EXERCISE OBJECTIVE =>
Copy each line from the listing below where the word "floral" shows up.

INPUT FOR THIS TASK =>
------------------------------
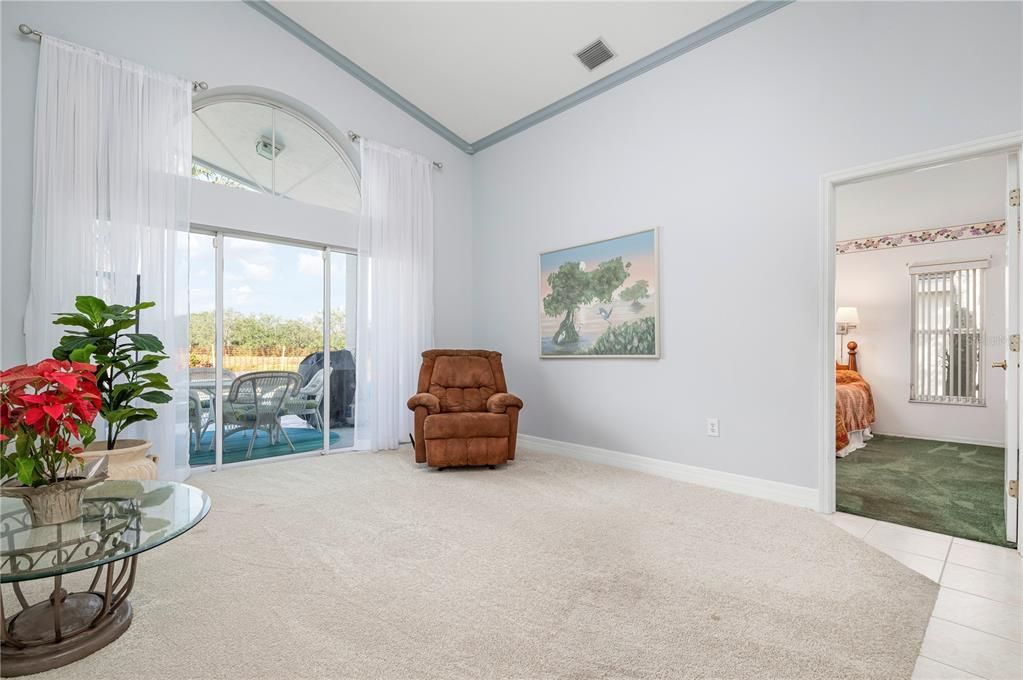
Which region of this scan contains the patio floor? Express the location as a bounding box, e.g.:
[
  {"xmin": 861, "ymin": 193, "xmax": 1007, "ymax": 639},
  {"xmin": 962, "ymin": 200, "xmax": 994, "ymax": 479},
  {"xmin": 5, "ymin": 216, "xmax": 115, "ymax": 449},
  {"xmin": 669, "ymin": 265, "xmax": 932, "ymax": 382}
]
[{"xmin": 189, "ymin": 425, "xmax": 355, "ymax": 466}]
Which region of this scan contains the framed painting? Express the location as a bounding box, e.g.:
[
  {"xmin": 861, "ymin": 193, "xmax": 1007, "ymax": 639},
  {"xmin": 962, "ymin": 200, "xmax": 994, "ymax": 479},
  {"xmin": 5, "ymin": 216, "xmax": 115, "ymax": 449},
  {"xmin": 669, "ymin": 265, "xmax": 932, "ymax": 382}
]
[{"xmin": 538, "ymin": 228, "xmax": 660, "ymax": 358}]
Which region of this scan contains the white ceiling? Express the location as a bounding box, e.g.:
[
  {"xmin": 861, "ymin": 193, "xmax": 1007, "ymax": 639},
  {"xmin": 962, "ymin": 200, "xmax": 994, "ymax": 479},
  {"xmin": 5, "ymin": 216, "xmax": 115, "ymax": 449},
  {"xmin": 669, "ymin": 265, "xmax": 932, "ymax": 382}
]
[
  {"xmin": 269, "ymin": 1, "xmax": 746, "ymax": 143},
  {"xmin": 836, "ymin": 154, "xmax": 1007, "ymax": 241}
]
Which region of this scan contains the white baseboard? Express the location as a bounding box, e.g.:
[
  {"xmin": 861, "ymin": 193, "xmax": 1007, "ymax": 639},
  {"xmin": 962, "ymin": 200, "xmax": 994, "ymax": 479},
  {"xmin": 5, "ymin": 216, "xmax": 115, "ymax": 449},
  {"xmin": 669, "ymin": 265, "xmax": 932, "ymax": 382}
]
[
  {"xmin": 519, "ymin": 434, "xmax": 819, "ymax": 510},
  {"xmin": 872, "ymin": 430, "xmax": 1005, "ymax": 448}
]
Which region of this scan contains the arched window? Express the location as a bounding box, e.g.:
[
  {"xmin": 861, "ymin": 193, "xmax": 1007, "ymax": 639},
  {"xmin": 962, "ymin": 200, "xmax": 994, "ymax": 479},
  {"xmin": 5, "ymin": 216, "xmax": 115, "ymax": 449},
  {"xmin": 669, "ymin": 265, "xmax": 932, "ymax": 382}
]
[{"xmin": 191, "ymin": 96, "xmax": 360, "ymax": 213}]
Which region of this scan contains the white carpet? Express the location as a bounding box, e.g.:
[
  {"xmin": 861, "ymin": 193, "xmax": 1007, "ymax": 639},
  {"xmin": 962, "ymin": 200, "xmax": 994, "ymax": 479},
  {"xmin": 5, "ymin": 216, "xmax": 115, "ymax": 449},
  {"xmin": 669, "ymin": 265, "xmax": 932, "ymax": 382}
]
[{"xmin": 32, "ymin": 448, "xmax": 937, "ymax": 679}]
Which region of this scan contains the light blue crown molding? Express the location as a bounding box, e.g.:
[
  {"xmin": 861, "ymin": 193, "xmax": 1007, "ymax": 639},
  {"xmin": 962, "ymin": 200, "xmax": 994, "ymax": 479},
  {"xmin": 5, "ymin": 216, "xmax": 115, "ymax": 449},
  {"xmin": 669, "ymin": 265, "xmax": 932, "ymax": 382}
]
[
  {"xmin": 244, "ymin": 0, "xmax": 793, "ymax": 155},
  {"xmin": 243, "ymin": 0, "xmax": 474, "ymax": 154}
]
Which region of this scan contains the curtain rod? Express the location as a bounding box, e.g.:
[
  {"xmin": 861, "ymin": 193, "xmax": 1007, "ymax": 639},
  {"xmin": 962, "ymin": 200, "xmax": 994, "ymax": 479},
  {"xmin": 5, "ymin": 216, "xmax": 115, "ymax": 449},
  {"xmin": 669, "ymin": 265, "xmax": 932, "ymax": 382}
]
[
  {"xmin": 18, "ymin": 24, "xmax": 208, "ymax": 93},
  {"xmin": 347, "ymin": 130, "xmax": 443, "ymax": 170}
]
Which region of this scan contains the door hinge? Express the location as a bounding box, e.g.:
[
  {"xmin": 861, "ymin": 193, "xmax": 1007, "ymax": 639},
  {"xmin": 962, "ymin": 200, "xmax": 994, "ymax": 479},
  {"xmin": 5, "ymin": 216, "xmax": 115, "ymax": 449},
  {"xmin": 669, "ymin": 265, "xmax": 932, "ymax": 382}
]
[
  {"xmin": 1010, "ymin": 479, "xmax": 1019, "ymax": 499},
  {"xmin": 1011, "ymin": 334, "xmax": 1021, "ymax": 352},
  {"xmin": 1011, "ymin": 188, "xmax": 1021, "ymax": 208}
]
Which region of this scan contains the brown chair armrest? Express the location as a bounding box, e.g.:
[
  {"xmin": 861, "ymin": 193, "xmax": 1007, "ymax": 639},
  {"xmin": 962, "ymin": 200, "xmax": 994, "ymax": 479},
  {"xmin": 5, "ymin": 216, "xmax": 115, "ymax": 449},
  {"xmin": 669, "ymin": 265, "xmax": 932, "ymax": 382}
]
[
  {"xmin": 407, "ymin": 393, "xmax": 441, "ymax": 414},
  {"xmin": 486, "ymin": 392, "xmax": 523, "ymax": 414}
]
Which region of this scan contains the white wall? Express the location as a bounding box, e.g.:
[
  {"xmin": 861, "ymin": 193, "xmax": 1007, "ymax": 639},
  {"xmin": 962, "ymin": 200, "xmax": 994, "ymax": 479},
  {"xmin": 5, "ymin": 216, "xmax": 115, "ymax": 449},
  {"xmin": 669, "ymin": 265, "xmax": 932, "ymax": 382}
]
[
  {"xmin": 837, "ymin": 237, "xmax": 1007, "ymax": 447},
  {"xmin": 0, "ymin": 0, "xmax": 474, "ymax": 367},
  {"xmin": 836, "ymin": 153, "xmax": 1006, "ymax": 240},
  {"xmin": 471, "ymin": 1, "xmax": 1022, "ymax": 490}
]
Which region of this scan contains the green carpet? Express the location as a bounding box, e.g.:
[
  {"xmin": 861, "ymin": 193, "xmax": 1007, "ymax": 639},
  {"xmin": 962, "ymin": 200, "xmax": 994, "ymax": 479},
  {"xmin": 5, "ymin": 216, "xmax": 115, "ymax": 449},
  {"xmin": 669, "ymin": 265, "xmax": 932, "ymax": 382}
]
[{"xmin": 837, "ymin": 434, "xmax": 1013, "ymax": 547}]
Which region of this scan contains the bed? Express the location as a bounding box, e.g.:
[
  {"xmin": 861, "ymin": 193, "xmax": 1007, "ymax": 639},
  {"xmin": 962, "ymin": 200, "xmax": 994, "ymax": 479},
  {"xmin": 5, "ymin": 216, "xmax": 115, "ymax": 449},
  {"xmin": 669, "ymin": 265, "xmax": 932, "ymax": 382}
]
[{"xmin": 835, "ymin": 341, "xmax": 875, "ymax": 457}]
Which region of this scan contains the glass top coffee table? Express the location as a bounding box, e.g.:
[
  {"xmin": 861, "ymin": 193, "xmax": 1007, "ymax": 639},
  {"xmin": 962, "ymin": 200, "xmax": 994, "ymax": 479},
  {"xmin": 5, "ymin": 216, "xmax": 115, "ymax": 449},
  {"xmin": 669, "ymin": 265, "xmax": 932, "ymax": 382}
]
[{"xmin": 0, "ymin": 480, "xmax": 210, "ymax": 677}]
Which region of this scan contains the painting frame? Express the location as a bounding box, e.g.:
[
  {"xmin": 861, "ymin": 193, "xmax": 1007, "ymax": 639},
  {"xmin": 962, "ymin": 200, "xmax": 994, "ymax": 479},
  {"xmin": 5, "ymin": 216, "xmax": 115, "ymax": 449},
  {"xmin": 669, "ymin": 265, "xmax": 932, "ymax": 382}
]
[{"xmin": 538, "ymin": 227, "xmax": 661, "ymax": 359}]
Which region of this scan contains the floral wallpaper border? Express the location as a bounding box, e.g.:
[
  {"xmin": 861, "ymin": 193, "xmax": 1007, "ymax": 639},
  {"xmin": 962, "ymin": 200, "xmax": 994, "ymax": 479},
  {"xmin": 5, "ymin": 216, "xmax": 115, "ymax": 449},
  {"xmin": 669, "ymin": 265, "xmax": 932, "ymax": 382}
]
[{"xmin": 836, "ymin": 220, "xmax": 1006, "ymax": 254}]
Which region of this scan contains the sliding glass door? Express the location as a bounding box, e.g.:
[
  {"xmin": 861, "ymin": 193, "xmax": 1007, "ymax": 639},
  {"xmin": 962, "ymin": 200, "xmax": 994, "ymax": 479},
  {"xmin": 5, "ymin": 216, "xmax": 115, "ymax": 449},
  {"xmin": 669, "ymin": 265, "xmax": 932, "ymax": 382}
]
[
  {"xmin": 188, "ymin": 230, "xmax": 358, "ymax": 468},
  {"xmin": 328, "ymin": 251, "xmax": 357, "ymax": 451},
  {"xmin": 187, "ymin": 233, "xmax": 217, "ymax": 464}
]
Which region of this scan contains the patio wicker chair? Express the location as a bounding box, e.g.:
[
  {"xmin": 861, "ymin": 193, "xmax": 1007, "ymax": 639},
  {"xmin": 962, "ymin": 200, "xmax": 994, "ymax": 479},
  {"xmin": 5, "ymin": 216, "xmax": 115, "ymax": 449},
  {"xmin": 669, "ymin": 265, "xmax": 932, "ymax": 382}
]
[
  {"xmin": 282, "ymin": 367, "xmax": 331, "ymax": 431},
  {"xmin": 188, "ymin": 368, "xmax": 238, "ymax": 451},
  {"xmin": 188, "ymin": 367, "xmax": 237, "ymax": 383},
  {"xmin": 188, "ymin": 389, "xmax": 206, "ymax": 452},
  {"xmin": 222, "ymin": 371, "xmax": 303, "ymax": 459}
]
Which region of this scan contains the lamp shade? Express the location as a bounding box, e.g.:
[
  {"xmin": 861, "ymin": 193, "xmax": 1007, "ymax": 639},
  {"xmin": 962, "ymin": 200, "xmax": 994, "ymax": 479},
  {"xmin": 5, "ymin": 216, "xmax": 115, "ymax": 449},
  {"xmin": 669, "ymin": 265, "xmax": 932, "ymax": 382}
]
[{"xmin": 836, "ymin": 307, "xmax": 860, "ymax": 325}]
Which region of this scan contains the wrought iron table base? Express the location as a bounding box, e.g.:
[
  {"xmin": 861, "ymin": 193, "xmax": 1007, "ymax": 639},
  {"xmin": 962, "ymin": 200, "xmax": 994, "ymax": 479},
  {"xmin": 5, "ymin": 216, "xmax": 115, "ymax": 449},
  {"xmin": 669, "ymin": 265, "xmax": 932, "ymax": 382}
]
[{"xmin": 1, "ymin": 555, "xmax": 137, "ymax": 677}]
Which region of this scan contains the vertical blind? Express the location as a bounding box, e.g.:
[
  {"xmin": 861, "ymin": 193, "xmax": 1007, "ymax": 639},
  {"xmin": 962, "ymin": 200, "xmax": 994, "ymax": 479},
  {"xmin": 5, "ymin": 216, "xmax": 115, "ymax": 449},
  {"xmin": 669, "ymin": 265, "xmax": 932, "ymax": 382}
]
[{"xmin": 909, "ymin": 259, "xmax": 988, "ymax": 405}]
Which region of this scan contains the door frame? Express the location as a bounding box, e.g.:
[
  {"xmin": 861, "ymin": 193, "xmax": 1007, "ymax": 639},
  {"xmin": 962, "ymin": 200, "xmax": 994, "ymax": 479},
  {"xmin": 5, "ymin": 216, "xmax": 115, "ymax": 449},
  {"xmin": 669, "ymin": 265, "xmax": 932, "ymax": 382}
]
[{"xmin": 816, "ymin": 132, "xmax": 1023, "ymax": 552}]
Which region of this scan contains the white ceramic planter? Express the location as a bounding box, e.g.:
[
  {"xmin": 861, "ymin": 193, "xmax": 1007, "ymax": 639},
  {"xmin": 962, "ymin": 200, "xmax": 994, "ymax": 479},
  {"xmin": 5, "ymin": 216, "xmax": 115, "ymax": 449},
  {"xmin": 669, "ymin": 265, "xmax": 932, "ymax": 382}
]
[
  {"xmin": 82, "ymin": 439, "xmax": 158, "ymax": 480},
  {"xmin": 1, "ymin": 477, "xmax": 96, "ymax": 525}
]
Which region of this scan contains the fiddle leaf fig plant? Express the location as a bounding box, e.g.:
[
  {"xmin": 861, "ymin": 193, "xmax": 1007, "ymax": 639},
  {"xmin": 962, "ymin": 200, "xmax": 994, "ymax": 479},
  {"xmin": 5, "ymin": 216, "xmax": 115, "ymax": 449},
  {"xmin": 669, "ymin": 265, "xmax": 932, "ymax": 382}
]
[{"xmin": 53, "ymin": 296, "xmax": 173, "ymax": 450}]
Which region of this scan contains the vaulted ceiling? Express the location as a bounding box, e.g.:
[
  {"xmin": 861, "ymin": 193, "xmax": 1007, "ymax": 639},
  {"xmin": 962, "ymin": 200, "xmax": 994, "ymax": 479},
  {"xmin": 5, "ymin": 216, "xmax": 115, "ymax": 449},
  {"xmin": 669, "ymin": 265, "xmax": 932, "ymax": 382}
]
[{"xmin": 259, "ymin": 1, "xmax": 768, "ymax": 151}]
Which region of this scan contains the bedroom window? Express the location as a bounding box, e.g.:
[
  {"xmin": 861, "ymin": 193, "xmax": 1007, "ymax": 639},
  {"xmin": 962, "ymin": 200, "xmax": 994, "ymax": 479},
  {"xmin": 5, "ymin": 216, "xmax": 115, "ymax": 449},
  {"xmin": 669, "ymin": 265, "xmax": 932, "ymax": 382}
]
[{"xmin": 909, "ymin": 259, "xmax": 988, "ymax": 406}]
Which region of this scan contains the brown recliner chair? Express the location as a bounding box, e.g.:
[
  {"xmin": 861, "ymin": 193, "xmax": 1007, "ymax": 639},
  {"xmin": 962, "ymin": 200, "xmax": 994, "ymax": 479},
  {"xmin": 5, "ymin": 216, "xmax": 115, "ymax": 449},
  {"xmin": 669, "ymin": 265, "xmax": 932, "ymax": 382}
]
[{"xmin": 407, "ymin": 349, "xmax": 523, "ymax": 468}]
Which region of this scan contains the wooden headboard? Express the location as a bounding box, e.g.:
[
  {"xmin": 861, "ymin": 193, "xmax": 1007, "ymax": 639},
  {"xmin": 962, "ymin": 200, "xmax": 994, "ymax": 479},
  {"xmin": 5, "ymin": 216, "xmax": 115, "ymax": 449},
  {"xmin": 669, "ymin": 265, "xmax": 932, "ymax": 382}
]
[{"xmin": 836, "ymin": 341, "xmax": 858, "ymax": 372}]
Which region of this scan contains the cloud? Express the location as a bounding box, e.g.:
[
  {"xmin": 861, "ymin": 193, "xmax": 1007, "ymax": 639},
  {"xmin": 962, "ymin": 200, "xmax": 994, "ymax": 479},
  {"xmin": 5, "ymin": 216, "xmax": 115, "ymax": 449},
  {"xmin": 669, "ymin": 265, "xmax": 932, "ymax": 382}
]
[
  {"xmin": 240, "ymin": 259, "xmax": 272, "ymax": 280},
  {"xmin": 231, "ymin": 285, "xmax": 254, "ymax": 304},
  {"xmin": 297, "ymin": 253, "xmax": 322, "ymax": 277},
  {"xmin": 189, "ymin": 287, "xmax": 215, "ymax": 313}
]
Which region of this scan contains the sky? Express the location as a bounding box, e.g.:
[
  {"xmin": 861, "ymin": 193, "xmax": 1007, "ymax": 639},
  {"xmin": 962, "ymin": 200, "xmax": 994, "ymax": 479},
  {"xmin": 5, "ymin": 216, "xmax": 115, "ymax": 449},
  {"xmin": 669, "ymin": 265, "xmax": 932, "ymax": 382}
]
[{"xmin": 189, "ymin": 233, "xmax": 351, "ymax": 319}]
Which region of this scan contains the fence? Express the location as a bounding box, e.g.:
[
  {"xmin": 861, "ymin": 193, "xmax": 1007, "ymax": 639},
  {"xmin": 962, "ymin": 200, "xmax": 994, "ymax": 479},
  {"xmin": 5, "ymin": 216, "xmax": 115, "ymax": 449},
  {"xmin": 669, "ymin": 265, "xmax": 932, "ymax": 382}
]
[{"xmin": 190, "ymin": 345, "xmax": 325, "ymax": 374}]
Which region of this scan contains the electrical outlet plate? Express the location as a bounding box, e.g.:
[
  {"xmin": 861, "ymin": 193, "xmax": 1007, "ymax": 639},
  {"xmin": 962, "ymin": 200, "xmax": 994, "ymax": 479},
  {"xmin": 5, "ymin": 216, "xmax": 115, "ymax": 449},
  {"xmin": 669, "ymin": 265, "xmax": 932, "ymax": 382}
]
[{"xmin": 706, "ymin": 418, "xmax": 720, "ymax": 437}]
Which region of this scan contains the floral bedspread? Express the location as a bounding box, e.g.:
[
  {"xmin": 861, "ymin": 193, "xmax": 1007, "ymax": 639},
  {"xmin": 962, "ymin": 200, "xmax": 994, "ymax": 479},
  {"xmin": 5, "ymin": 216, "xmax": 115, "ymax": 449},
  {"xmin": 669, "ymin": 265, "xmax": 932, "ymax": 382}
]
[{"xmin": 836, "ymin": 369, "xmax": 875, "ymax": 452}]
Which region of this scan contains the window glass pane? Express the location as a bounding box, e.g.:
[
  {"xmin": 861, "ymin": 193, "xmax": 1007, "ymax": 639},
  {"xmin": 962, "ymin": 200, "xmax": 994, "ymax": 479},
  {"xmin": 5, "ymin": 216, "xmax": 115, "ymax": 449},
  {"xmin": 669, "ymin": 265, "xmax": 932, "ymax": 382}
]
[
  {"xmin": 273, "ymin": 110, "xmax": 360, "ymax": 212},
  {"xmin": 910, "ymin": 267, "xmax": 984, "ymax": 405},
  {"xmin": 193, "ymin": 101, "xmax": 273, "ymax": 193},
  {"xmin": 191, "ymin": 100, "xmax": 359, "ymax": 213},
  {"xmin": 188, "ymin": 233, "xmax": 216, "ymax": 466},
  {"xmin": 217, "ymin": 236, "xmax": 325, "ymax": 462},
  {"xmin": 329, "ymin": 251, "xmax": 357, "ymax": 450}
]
------------------------------
ANSWER TO THE EXERCISE =>
Which region of this scan contains the floral wallpaper border? Express the location as a bounding box, e.g.:
Which region of this scan contains the floral bedspread? Express the location as a bounding box, e.g.:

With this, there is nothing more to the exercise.